:: WHAT THE TASK ASKS ::
Extract all lines that hold "woman" from the records below.
*** Block opens ***
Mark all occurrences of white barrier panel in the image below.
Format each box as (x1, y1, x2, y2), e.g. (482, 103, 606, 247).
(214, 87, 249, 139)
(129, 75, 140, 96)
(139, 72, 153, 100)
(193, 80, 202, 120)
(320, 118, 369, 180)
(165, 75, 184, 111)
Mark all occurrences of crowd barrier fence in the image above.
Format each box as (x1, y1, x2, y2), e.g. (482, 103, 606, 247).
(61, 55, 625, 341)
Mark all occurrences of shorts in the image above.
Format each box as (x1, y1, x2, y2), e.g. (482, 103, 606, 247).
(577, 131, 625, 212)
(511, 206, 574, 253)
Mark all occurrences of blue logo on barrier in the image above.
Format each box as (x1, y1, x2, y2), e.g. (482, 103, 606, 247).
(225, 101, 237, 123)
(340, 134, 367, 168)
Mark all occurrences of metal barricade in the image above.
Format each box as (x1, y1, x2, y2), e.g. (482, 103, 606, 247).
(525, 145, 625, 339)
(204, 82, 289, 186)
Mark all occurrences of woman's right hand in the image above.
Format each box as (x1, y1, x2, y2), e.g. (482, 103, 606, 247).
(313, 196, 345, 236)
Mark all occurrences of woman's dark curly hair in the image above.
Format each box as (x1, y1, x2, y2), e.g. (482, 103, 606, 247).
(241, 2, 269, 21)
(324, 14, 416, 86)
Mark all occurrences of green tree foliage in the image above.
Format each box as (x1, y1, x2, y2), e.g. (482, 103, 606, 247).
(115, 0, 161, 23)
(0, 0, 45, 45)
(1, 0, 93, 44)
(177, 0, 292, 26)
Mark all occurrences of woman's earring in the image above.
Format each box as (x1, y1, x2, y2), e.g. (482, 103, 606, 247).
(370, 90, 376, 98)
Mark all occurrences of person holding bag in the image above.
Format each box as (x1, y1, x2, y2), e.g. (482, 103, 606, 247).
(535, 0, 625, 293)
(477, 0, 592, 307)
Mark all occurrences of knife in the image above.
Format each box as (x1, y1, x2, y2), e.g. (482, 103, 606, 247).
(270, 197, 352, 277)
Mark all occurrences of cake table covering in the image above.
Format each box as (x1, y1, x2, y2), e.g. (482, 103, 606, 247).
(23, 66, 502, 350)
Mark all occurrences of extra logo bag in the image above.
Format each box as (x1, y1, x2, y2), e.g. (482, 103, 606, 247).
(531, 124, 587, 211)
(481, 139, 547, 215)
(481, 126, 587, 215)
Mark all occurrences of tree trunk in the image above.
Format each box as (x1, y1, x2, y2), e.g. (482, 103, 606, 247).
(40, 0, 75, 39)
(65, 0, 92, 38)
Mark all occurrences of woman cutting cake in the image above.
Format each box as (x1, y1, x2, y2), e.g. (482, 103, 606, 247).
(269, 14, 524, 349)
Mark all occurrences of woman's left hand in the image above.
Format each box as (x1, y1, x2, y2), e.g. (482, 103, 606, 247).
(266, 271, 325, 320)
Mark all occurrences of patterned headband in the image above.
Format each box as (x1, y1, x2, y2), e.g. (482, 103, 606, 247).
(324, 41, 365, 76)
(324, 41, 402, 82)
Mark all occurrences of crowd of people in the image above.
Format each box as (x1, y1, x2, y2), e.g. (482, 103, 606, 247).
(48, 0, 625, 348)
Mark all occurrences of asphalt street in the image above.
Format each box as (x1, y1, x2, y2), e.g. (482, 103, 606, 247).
*** Block closes ***
:: SOLUTION TO THIS TASK ::
Mark all occurrences of woman's right hand in the image above.
Mark all occurrences of woman's dark curly hair in the image above.
Mark all occurrences of woman's earring in the image above.
Mark all occurrences of woman cutting cake in the image above.
Mark all occurrences of woman's left hand in the image above.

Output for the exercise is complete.